* Do this *
Revise the passage on strategic control of architecture and platform: reproduce it from "Next, Moore discussed" up to and including "of increasing returns.", changing "unsolicited" to "unprompted".

* Text to read *
■ ■ ■ ■ ■ ■ ■
| On the Strategic Control of Architecture and Platform 
 The Gorilla Game's root concept is Michael Porter's competitive advantage.  According to Moore (p. 46, his italics), "The critical connection between technology markets and financial markets is a mutual interest in power.  Moore points out that managers seek to increase their power to gain competitive advantage in the marketplace, and investors seek companies with competitive advantage because they provide higher returns to their shareholders.  Tall GAPs require strong competitive advantages; long CAPs require sustainable competitive advantages.
 
 Gorillas develop unique competitive advantages that are expressed by:  (1) getting more customers, (2) keeping more customers, (3) driving costs down, and (4) keeping profits up.  Recently, business strategy in high technology has shifted from vertically integrated firms and products toward open-systems.  A company becomes part of a larger ecosystem that responds to discontinuous innovations by creating new markets.  According to Moore (1999, p. 48, his italics), "these cooperatives are termed  value chains."   A value chain links a number of components from numerous companies into a whole product that fulfills a value proposition targeted to a set of customers.
 
 To meet the demands of hypergrowth, the value chain must scale up rapidly both to meet the volume of demand and to broaden its scope to meet its customers' priorities.  This requires standards to insure seamless integration of the whole product.  Moore (p. 48) noted, "The market creates these protocols on the fly by standardizing on the conventions embedded in the market-leading products that make up the chain."
 
 To sustain themselves going forward, value chains need clear and stable power structures. Moore (p. 48, his italics) continued, "The companies that gain ascendancy within these value chains, however, not only have power over the chain, they have the power of the chain.  That is, they can compete using the chain itself as a weapon…" And, "Companies that can get their protocols designed into the very standards of the market have enormous influence over the future direction of that market.  That is the essence of gorilla power."
 
 Next, Moore discussed specifically how value chain power translates into gorilla advantage.  Getting more customers:  All market leaders benefit from attracting the dominant share of the market's attention [building mind share or brand].  In addition, Moore (p. 49, his italics) indicated, "business partners actively bring new customer opportunities to gorillas on an unsolicited basis!"  Partners hope to share in the bounty and to ensure its side has a winning offer.  "This is because pragmatic customers like to see value chains made up of the de facto standard components and get nervous any time any company other than the market leader is recommended" (p. 49).  Moore concluded that the gorilla sees more deals, sells more, and gains more customers, which reinforces its power going forward due to the law of increasing returns.
■ ■ ■ ■ ■ ■ ■
* Information shown *

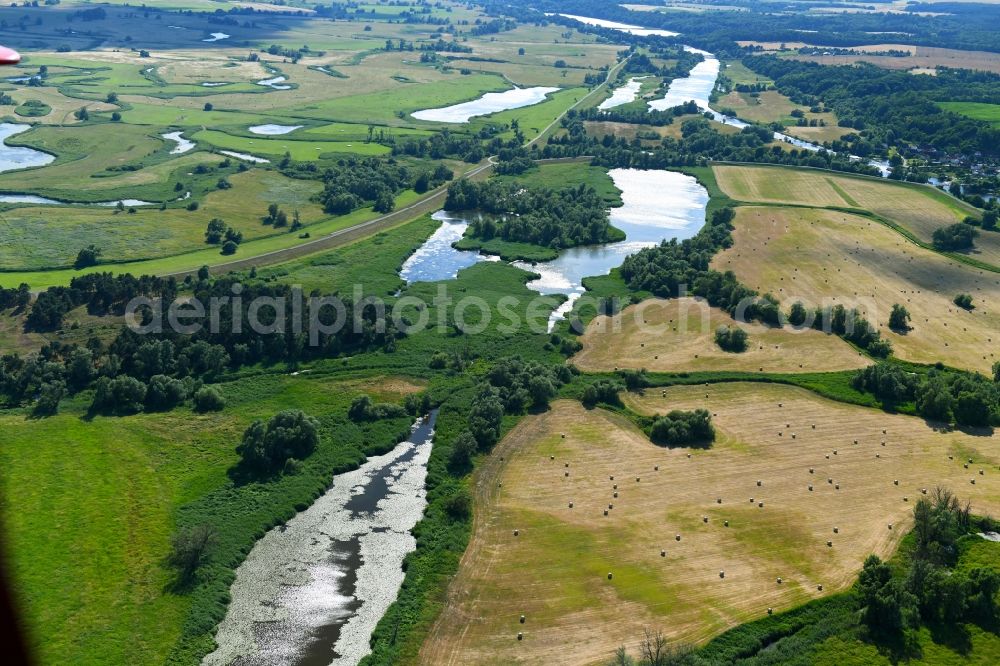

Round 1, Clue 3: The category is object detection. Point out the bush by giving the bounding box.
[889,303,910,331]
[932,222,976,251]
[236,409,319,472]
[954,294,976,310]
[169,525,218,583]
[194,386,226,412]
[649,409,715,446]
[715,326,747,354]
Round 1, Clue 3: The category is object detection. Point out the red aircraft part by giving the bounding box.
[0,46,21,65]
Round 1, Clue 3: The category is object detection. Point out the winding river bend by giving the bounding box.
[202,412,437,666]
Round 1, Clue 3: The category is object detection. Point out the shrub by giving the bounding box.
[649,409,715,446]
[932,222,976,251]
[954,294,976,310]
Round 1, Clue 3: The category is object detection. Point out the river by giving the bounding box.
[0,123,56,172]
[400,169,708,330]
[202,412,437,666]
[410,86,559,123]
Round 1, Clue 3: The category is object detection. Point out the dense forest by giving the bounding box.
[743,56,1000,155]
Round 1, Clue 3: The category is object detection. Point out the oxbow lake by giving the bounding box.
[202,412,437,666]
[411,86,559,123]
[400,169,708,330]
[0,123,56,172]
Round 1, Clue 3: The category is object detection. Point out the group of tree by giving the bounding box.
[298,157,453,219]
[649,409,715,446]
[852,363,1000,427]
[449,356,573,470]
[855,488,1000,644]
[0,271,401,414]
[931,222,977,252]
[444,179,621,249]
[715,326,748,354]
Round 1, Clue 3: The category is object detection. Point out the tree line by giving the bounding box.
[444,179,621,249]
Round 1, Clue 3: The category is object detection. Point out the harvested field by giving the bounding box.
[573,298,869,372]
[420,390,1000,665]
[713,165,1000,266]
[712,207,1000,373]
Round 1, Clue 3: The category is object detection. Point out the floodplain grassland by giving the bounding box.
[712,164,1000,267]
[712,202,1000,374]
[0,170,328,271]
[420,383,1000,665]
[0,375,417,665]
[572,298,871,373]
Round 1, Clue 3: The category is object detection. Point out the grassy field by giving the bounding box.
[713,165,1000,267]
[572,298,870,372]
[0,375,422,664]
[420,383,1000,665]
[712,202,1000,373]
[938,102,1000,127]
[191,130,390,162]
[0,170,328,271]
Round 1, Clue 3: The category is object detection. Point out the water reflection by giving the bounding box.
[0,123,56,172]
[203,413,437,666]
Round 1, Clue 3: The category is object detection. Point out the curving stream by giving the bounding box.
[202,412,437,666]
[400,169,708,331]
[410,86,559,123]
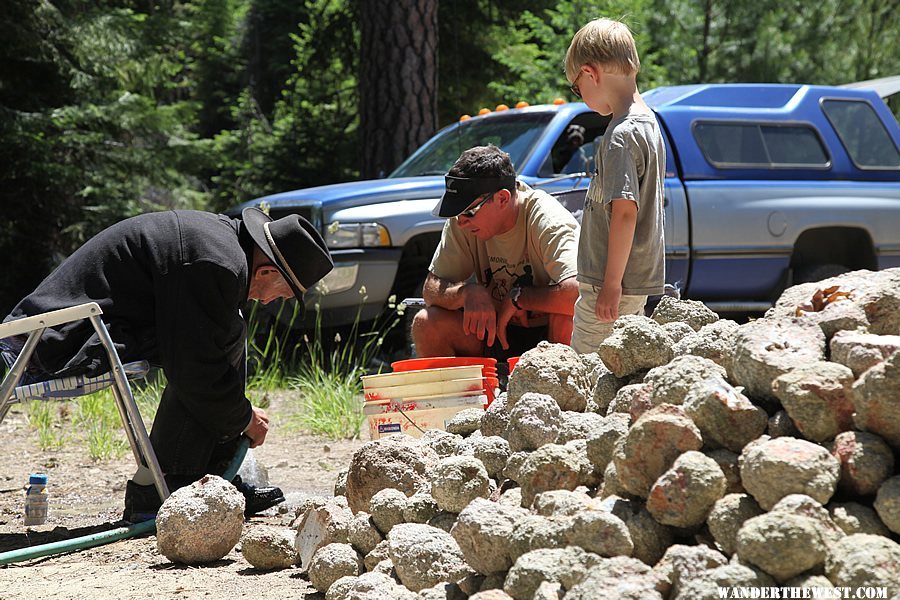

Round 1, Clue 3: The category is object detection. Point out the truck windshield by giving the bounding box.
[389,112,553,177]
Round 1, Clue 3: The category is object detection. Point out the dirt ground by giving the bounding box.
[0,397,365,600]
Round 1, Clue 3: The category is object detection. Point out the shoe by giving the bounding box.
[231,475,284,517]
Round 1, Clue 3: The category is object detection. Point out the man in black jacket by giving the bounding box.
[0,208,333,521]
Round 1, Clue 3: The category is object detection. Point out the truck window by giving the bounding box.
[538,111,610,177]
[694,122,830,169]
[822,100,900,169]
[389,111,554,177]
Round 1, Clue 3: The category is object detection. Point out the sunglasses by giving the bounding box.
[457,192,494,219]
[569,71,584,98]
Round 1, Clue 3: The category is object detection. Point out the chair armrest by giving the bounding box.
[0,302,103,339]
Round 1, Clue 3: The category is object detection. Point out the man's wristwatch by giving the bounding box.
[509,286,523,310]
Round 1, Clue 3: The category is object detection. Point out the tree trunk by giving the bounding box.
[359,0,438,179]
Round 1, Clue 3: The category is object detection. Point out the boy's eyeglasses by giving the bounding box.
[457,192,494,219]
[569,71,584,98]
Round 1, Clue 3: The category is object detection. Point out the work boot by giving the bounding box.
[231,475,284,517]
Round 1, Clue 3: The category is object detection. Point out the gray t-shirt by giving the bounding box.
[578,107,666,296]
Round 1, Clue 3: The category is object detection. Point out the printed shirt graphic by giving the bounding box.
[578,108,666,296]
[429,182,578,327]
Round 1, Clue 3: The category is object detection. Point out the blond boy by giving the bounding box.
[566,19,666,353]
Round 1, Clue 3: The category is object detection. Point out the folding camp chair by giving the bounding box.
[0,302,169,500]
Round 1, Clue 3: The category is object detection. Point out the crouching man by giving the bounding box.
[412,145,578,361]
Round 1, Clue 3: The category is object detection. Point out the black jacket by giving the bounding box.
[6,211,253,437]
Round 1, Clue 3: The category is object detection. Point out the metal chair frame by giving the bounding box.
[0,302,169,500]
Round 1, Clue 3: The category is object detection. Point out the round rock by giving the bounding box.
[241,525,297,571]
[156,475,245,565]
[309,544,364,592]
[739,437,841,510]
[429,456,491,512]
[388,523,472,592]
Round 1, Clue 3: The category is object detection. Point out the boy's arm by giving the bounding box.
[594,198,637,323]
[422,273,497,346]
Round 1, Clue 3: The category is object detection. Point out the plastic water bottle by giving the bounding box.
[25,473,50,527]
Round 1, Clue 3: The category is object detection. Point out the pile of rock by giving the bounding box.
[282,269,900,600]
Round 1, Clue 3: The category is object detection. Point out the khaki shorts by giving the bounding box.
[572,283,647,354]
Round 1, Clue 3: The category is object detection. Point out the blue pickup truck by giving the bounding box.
■ ■ ■ ■ ■ ■ ■
* Complete response *
Next, Moore discussed specifically how value chain power translates into gorilla advantage.  Getting more customers:  All market leaders benefit from attracting the dominant share of the market's attention [building mind share or brand].  In addition, Moore (p. 49, his italics) indicated, "business partners actively bring new customer opportunities to gorillas on an unprompted basis!"  Partners hope to share in the bounty and to ensure its side has a winning offer.  "This is because pragmatic customers like to see value chains made up of the de facto standard components and get nervous any time any company other than the market leader is recommended" (p. 49).  Moore concluded that the gorilla sees more deals, sells more, and gains more customers, which reinforces its power going forward due to the law of increasing returns.